CHALLENGE
Reproduce the rows below verbatim, from the first row through the line containing "x=189, y=198", inclusive. Omit the pictures from your output.

Pointing dataset records

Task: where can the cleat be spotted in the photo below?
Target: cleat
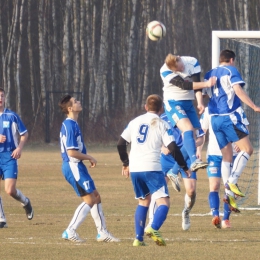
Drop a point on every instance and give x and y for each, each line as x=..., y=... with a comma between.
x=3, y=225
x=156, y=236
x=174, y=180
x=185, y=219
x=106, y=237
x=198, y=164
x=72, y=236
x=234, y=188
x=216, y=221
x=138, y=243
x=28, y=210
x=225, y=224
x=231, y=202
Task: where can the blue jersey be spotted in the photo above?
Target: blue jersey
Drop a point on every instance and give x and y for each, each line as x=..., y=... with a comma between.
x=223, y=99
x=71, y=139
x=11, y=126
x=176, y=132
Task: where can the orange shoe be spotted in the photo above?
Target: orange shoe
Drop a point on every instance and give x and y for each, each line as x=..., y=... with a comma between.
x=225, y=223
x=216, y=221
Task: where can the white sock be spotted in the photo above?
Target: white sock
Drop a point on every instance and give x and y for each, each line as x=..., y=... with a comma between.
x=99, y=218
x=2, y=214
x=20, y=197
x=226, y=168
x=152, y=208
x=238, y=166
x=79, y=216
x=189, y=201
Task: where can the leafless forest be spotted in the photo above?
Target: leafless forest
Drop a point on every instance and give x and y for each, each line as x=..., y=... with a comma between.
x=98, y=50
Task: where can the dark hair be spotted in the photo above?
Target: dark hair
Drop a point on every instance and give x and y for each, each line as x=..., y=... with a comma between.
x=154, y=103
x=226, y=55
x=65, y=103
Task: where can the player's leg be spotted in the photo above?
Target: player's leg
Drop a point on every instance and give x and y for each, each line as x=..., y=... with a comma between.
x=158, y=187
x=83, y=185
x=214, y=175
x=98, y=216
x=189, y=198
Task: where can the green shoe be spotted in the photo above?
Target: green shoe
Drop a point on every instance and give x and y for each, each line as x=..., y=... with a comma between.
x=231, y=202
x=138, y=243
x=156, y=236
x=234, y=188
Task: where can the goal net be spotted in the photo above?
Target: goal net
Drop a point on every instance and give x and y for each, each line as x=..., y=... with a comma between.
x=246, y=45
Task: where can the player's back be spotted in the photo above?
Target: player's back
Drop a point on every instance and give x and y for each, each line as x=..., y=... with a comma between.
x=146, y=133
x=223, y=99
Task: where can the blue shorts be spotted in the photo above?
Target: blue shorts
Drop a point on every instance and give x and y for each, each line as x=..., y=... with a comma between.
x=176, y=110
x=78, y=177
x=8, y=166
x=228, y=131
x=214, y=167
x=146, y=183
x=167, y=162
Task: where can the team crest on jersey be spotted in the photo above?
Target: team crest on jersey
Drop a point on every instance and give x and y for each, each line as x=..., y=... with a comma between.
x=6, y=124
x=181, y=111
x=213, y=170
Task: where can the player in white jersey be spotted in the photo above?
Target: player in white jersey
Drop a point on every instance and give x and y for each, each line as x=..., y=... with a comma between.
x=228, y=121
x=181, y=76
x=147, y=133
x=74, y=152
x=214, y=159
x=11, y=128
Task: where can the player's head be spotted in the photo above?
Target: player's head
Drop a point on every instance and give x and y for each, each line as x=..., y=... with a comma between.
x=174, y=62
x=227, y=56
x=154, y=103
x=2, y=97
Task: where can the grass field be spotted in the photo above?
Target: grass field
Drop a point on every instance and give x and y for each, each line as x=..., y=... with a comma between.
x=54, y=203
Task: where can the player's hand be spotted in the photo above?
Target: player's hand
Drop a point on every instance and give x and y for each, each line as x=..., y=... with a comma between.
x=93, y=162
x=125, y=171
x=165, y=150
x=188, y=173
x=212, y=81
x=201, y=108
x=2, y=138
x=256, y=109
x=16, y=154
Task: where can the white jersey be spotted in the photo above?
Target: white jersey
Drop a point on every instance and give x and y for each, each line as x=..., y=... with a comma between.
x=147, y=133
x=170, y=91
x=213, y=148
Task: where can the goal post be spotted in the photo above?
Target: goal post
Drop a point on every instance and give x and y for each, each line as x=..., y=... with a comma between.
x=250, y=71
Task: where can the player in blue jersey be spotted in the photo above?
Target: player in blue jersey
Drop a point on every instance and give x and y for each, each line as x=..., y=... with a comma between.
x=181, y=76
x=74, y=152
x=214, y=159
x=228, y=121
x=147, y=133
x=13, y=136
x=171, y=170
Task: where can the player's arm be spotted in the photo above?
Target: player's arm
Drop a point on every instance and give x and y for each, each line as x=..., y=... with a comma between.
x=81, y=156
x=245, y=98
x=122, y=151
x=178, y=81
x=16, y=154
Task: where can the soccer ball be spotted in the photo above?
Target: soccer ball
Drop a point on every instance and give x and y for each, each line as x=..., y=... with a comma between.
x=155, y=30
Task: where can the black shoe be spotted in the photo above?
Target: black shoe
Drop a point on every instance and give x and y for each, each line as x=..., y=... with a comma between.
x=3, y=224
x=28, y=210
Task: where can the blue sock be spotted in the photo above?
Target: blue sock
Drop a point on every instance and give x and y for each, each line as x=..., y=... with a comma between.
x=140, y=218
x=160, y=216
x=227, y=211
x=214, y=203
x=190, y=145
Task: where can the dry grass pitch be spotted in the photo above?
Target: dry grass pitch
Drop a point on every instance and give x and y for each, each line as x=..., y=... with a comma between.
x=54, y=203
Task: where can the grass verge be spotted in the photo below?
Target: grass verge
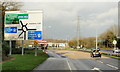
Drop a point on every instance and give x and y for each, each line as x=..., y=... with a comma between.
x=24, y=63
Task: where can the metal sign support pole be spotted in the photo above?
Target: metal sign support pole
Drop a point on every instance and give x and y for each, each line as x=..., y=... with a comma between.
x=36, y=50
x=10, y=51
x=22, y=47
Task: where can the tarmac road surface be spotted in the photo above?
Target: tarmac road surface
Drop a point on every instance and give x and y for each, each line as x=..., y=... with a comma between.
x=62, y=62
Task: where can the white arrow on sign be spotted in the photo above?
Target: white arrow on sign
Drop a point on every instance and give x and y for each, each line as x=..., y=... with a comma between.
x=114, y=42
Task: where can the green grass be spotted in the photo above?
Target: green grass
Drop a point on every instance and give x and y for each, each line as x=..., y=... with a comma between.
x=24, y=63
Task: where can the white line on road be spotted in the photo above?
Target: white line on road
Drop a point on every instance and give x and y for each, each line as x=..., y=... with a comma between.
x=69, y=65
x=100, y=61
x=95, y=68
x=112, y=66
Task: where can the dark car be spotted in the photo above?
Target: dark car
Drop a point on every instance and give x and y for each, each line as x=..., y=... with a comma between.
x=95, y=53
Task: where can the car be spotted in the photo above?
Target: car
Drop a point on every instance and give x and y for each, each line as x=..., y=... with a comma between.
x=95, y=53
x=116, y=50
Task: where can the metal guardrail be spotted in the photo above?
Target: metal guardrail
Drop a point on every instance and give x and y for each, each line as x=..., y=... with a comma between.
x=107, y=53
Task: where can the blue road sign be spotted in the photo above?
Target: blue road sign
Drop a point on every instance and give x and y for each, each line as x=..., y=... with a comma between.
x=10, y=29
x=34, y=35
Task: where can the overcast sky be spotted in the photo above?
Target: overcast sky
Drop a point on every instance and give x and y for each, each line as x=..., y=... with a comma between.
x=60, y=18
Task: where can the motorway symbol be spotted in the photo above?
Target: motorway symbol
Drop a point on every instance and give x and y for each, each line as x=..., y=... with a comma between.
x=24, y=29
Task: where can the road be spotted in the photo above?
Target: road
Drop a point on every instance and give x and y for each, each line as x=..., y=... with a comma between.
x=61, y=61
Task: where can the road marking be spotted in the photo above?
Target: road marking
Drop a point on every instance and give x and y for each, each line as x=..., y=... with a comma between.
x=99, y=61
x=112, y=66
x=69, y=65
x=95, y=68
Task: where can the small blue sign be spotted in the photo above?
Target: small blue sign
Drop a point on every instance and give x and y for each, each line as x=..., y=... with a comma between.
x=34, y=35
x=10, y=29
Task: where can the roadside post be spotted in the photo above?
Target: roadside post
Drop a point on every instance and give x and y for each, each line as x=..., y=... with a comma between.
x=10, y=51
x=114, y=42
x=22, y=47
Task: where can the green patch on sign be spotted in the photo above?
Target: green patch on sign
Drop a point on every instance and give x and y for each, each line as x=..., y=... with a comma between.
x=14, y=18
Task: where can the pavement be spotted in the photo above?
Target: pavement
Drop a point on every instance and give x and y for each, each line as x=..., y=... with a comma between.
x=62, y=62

EXPECTED ANSWER
Task: where can the cleat be spotted in the photo below?
Target: cleat
Drop a point on every instance and give x and y for each, each line as x=..., y=... with a comma between.
x=3, y=225
x=156, y=236
x=174, y=180
x=185, y=219
x=106, y=237
x=198, y=164
x=72, y=236
x=234, y=188
x=216, y=221
x=138, y=243
x=28, y=210
x=225, y=224
x=231, y=202
Task: where can the blue jersey be spotted in the photo above?
Target: blue jersey
Drop a point on every instance and give x and y for each, each line as x=..., y=... with a comma between.
x=223, y=99
x=71, y=139
x=11, y=126
x=176, y=132
Task: where can the orange shoe be spotted in the photo above?
Target: orange shoe
Drop a point on every instance and give x and y for each, each line as x=..., y=... with a comma between.
x=225, y=223
x=216, y=221
Task: where can the white sock be spotted in the photo above?
Target: white sock
Drop a point on every instance and give x and y for each, each line as x=..., y=... with a comma between.
x=99, y=218
x=2, y=214
x=20, y=197
x=226, y=168
x=152, y=208
x=238, y=166
x=79, y=216
x=189, y=201
Task: where can the leafless forest be spotted in the photo above?
Target: leafless forest
Drop a point on every instance and give x and y for each, each line as x=..., y=... with a comma between.
x=98, y=50
Task: where can the dark hair be spotted in the photo above?
Target: dark hair
Drop a point on every instance and give x and y for each, each line as x=..., y=... with a comma between.
x=154, y=103
x=226, y=55
x=65, y=103
Task: where can the player's leg be spotted in the photo above?
Target: player's leg
Drop a point on every instance and give x and y for each, each line as x=..., y=... with a comma between.
x=158, y=187
x=83, y=185
x=214, y=175
x=98, y=216
x=189, y=198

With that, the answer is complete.